§ Task prompt:
Reproduce each of the lines below verbatim, keeping their order and every character unchanged.

§ Data excerpts:
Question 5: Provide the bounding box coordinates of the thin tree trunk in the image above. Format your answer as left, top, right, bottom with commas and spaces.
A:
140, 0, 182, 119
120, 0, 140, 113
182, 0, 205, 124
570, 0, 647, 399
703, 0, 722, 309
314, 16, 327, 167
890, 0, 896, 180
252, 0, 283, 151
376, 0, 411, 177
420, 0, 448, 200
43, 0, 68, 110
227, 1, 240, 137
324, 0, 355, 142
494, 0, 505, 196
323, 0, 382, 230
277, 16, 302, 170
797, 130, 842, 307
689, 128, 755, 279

§ Response:
Question 5: Provide the bounding box coordinates of the thin tree trunk in the image above. Format your answer as left, top, right, bottom with commas and spaces.
A:
140, 0, 182, 119
120, 0, 140, 113
182, 0, 205, 124
570, 0, 647, 399
703, 0, 722, 309
314, 16, 327, 167
890, 0, 896, 180
252, 0, 283, 151
376, 0, 411, 177
420, 0, 448, 200
43, 0, 68, 110
227, 1, 240, 137
324, 0, 355, 142
494, 0, 505, 196
323, 0, 382, 230
277, 16, 302, 170
797, 130, 842, 307
689, 128, 755, 279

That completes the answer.